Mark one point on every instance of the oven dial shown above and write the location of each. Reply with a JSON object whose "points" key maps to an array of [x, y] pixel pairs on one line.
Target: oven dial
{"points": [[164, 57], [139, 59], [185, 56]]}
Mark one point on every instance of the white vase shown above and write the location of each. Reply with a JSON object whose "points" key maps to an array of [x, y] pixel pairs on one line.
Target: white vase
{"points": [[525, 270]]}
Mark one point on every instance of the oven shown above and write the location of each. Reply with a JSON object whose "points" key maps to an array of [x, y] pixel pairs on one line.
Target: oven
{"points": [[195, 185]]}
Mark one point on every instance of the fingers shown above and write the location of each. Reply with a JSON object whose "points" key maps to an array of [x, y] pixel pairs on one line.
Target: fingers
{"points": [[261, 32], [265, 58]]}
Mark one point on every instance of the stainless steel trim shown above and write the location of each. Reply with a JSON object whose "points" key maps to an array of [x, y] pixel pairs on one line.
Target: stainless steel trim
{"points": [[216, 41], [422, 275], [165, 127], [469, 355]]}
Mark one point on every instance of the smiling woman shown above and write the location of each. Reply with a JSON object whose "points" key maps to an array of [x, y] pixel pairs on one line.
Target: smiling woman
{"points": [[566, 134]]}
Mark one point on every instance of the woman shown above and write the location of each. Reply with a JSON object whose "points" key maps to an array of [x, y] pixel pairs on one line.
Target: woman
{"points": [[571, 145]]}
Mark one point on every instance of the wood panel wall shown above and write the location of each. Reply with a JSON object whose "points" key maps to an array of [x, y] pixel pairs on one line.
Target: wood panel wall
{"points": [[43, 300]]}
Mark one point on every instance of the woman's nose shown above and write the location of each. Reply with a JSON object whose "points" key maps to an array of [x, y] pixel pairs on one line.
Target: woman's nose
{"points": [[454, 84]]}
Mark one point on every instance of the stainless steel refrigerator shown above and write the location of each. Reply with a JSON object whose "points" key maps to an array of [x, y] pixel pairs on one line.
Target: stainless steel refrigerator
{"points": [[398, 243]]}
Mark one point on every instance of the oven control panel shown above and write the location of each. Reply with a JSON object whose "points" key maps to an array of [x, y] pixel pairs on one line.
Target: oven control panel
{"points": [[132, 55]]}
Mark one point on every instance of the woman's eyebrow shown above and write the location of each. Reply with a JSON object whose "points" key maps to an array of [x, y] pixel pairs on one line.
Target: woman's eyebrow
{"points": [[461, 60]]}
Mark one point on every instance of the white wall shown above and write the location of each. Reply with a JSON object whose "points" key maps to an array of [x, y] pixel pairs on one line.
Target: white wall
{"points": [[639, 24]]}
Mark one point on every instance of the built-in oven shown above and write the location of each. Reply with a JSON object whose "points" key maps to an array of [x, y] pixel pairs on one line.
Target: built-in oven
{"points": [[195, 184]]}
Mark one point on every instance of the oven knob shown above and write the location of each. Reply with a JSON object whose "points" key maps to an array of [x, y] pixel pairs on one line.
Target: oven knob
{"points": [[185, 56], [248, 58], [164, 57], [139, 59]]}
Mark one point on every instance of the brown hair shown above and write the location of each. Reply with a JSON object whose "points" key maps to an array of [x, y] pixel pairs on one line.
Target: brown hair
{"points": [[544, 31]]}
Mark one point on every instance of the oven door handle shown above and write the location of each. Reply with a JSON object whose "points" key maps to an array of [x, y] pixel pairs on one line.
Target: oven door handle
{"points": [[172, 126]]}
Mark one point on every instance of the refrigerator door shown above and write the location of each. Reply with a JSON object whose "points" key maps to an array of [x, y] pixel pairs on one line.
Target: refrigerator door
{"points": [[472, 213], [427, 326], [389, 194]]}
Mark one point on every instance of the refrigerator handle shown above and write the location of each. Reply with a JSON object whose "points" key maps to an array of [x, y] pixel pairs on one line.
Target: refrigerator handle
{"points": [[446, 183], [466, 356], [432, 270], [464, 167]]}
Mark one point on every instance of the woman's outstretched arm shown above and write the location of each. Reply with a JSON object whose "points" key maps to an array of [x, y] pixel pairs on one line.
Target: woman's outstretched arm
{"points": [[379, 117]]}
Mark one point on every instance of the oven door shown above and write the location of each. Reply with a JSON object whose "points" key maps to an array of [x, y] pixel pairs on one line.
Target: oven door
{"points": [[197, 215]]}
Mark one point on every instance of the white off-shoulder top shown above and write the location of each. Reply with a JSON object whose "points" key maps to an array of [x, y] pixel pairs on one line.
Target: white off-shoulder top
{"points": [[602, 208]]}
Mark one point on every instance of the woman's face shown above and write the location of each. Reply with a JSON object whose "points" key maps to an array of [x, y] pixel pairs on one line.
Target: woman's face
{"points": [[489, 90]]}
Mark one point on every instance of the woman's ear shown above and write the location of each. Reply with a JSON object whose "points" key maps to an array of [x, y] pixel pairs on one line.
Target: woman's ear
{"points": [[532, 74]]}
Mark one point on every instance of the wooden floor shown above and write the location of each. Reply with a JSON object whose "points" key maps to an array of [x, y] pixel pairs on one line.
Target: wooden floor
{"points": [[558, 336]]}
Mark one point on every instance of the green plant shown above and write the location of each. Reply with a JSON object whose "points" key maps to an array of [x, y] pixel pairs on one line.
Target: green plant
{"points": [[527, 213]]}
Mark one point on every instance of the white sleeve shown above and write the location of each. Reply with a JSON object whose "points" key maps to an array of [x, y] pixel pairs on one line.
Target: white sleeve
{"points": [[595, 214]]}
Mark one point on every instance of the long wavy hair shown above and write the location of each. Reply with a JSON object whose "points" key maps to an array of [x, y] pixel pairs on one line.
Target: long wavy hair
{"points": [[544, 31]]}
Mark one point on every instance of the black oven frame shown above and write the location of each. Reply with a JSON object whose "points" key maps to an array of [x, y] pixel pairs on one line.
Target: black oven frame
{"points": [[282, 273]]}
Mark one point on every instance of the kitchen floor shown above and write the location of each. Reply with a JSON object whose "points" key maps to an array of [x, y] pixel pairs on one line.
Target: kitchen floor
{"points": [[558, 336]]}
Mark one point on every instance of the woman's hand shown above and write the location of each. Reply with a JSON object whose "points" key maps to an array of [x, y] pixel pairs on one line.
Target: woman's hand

============

Reproduce all of the material above word for word, changing nothing.

Mark one point on every instance of the oven dial shown above and write the location of each. Reply with a JSON object whose "points" key maps to an array of [x, y] pixel pairs on one line.
Target: oven dial
{"points": [[164, 57], [139, 59], [185, 56]]}
Mark one point on every instance of the white vase shown above and write the location of each. Reply with a JSON object whose "points" key maps to an array of [x, y] pixel pairs on one line.
Target: white vase
{"points": [[525, 270]]}
Mark one point on every instance of the oven shown above and write the location of each. Reply with a JSON object whose "points" key maps to an array of [x, y] pixel pairs on one line.
Target: oven
{"points": [[195, 185]]}
Mark one point on every instance of the fingers shown above and write the location of each. Reply with a JSON object whose "points" key maps to an array of [x, y] pixel pairs on one line.
Target: fingers
{"points": [[261, 32], [265, 58]]}
Mark one point on every instance of the stainless steel trim shown above and write the location of each. Reply with a JSON object whose "points" key maps to an array of [x, y] pixel pairs on one line.
Target: stainless steel trim
{"points": [[216, 41], [422, 275], [165, 127], [469, 355]]}
Mark one point on every instance of the smiling woman shown above and write the location of each. Reply with a JSON object whose "points" key maps to an array of [x, y] pixel pairs on one line.
Target: smiling woman
{"points": [[566, 134]]}
Mark one point on every instance of the woman shown above and write the location of each. Reply with a JSON object whose "points" key maps to an array of [x, y] pixel pairs on one line.
Target: woman
{"points": [[571, 145]]}
Mark one point on every instance of the wood panel wall shown above and write the location of each. Reply with a JSON object whose "points" key maps to an array of [x, y] pixel pairs on one line.
Target: wood panel wall
{"points": [[43, 300]]}
Mark one point on every instance of the woman's nose shown above and write the location of each. Reply with a JSON object whose "points" key maps to an array of [x, y] pixel pairs on one line.
Target: woman's nose
{"points": [[454, 84]]}
Mark one point on every instance of the stainless steel refrigerator shown above and write the location of each. Reply with a JSON object whose "points" key maps to an array of [x, y] pixel pairs on one line.
Target: stainless steel refrigerator
{"points": [[398, 243]]}
Mark one point on every instance of the oven control panel shown above and write the location of each. Reply with a JSON object whose "points" key maps to an array of [x, y] pixel pairs on one line.
Target: oven control panel
{"points": [[132, 55]]}
Mark one point on every instance of the woman's eyebrow shown above and write the location of each. Reply with a JSON object whose "points" key maps to an array of [x, y] pixel pairs on one line.
Target: woman's eyebrow
{"points": [[461, 60]]}
Mark one point on every instance of the white wall shown above and write the location of each. Reply with a JSON object whose "points" key maps to an array of [x, y] pixel pairs on one line.
Target: white wall
{"points": [[639, 24]]}
Mark one point on every instance of the built-in oven shown above and write the location of each. Reply with a JSON object whose "points" key maps to an array of [x, y] pixel pairs on one line.
Target: built-in oven
{"points": [[195, 184]]}
Mark one point on every instance of the oven knob shown above and write the location of each. Reply with a JSON object whose "points" key maps to an array of [x, y] pixel pairs on one line.
Target: oven knob
{"points": [[185, 56], [248, 58], [164, 57], [139, 59]]}
Mark one point on every instance of the brown hair shown above and write the location of each. Reply with a JSON object whose "points" key maps to an array of [x, y] pixel pairs on one line.
Target: brown hair
{"points": [[544, 31]]}
Mark one point on every instance of the oven door handle shown above and write the location of each. Reply with a JSON object whose "points" key maps to an array of [x, y] pixel pairs on one line.
Target: oven door handle
{"points": [[172, 126]]}
Mark one point on every instance of the refrigerator door shown above and write the location of each. Reply with a JSON object whose "points" key maps to an array of [x, y] pixel pairs on one line.
Target: refrigerator door
{"points": [[472, 213], [427, 326], [389, 194]]}
Mark one point on every instance of the refrigerator handle shown above and write the location of each. Reply with a JSON object whose "points" key maps to an array of [x, y] pixel pairs on one line.
Target: refrigerator handle
{"points": [[446, 183], [466, 356], [432, 270], [464, 167]]}
Mark one point on every instance of the woman's outstretched arm shown above and write the location of each. Reply with a JSON object whose "points" key maps to an array of [x, y] pixel pairs on one line.
Target: woman's outstretched arm
{"points": [[379, 117]]}
Mark one point on every instance of the oven door shown above and write the location of each. Reply with a JSON object whose "points" key maps to an array of [x, y] pixel pairs on one line.
Target: oven door
{"points": [[197, 215]]}
Mark one point on every instance of the white off-shoulder top shown above and write the location of each. Reply with a JSON object whose "points" key maps to an array of [x, y] pixel pairs on one line.
Target: white off-shoulder top
{"points": [[602, 208]]}
Mark one point on every instance of the woman's face shown above and write the location of each. Reply with a JSON object whose "points" key maps to an array of [x, y] pixel pairs on one line.
Target: woman's face
{"points": [[489, 90]]}
Mark one point on every instance of the woman's ear shown above and write the location of each. Reply with a JSON object whose "points" key maps to an array of [x, y] pixel pairs on one line.
Target: woman's ear
{"points": [[532, 74]]}
Mark one point on every instance of the wooden floor shown above and write the location of each. Reply with a JSON object whose "points" key maps to an array of [x, y] pixel pairs on one line.
Target: wooden floor
{"points": [[558, 336]]}
Mark one point on every instance of the green plant shown above and write the location of each. Reply with a JSON object whose "points" key maps to an array of [x, y] pixel pairs on one line.
Target: green plant
{"points": [[527, 213]]}
Mark one point on every instance of the white sleeve shown above and write the location of each. Reply with a JSON object whose "points" key maps to an array of [x, y] pixel pairs on one line.
Target: white sleeve
{"points": [[595, 214]]}
Mark one point on every instance of the long wavy hair shown above and write the location of each. Reply with a JSON object whose "points" key maps to an array of [x, y] pixel pairs on one line.
Target: long wavy hair
{"points": [[544, 31]]}
Mark one point on every instance of the black oven frame shown above and write the location of each. Reply with a JSON object whose "points" key maps to an array of [x, y] pixel pairs on one line.
Target: black oven frame
{"points": [[282, 273]]}
Mark one point on every instance of the kitchen floor shown above and write the location of each. Reply with a JSON object whose "points" key maps to an array of [x, y] pixel pairs on one line.
Target: kitchen floor
{"points": [[558, 336]]}
Mark one point on every instance of the woman's hand shown above and write the location of each. Reply with a JSON object whose "points" key maps to an array of [x, y] pixel pairs on one line.
Target: woman's hand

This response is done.